**Source**
□ □ □ □ □

Bug 663188

Summary:

OOM KIller invoked when copying files between ramdisks

Product:

Red Hat Enterprise Linux 6

Reporter:

Jeff Moyer <jmoyer>

Component:

kernel

Assignee:

Red Hat Kernel Manager <kernel-mgr>

Status:

CLOSED NOTABUG

QA Contact:

Red Hat Kernel QE team <kernel-qe>

Severity:

medium

Docs Contact:

Priority:

low

Version:

6.0

CC:

esandeen, lwoodman, rwheeler

Target Milestone:

Target Release:

---

Hardware:

Unspecified

OS:

Unspecified

Whiteboard:

Fixed In Version:

Doc Type:

Bug Fix

Doc Text:

Story Points:

---

Clone Of:

Environment:

Last Closed:

2011-02-03 16:51:17 UTC

Type:

---

Regression:

---

Mount Type:

---

Documentation:

---

CRM:

Verified Versions:

Category:

---

oVirt Team:

---

RHEL 7.3 requirements from Atomic Host:

Cloudforms Team:

---

Target Upstream Version:

Embargoed:

Attachments:

Description	Flags
dmesg output	none
/proc/slabinfo	none
/proc/meminfo	none
copyten.csh	none
copyten.main	none

Description Jeff Moyer 2010-12-14 22:14:19 UTC

Created attachment 468712 [details]
dmesg output

Description of problem:

On a system with 4GB of memory, we end up with OOM kills, and 443178 active objects in the avtab_node.


Version-Release number of selected component (if applicable):
kernel-2.6.32-89.el6.x86_64

How reproducible:
Not sure

Steps to Reproduce:

ramdisk settings:

ramdisk_size=11240000 ramdisk_blocksize=4096

(on this 4g box, oops)

(need copyten.csh & copyten.main in /root/copten)

□ □ □ □ □

**Excerpted data**

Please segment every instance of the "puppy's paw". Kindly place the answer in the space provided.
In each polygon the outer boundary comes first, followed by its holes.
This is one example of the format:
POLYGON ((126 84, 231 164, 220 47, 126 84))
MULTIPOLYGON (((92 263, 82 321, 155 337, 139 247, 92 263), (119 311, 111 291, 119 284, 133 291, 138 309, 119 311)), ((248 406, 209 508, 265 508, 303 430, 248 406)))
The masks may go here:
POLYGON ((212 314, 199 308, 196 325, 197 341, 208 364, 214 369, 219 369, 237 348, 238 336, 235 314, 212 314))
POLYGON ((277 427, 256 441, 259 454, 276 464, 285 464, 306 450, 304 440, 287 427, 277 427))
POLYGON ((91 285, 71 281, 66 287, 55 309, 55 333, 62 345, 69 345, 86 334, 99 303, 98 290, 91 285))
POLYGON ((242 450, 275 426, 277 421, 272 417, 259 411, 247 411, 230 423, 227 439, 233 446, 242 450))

□ □ □ □ □

Carry on the bug report about OOM kills when copying files between ramdisks, picking up right after its final line.

# Prepare files for copying
mkdir -p /files/tenfiles
for I in 205265992 43076496 33975530 45280566 12828649 8482669 46831855 14404182 22119710 103650696;
  do fallocate -l $I /files/tenfiles/file-$I;
done

mkdir /lvdsk
mkdir /mrdsk

mkfs.ext2 /dev/ram1
mount /dev/ram1 /mnt/test

cd /root/copyten
./copyten.csh -vv /mnt/test

  
Actual results:
OOM killer kills processes, and the system never recovers

Expected results:
No leakage.

Additional info:
I'll attach the shell scripts, /proc/meminfo, /proc/slabinfo and dmesg output.

Comment 1 Jeff Moyer 2010-12-14 22:15:00 UTC

Created attachment 468713 [details]
/proc/slabinfo

Comment 2 Jeff Moyer 2010-12-14 22:15:21 UTC

Created attachment 468714 [details]
/proc/meminfo

Comment 3 Jeff Moyer 2010-12-14 22:17:04 UTC

Created attachment 468715 [details]
copyten.csh

Comment 4 Jeff Moyer 2010-12-14 22:17:20 UTC

Created attachment 468716 [details]
copyten.main

Comment 6 Jeff Moyer 2010-12-14 22:30:16 UTC

Larry, would you mind taking a look at this to see if you can figure out where the memory has gone?

Comment 7 Eric Sandeen 2010-12-14 22:55:46 UTC

This actually copied from an ext2 fs on /dev/ram0 (created by the script) to another one on /dev/ram1.

Comment 8 Larry Woodman 2010-12-15 03:45:48 UTC

I think you need swap space to back up a ramdisk...

Larry

Comment 9 Jeff Moyer 2010-12-15 14:21:37 UTC

OK, so it's a misconfiguration?  I'm just surprised that after the ramdisks were unmounted, the memory was still not reclaimable.  Does that sound right?

Comment 10 RHEL Program Management 2011-01-07 04:20:27 UTC

This request was evaluated by Red Hat Product Management for
inclusion in the current release of Red Hat Enterprise Linux.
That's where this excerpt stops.